Count the lines in the items below that contain the word "photo", matching case exactly, and give only the number.
## Begin RECORDED INFORMATION
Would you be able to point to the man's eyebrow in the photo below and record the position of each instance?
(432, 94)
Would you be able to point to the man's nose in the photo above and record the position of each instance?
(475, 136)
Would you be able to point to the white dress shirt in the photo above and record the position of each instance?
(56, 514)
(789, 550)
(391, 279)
## End RECORDED INFORMATION
## Begin RECORDED INFORMATION
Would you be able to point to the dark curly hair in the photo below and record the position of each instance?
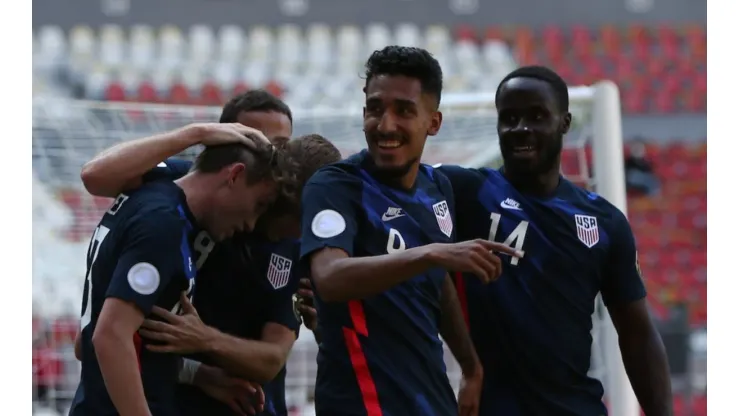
## End RECORDED INFORMATION
» **EXERCISE SOLUTION**
4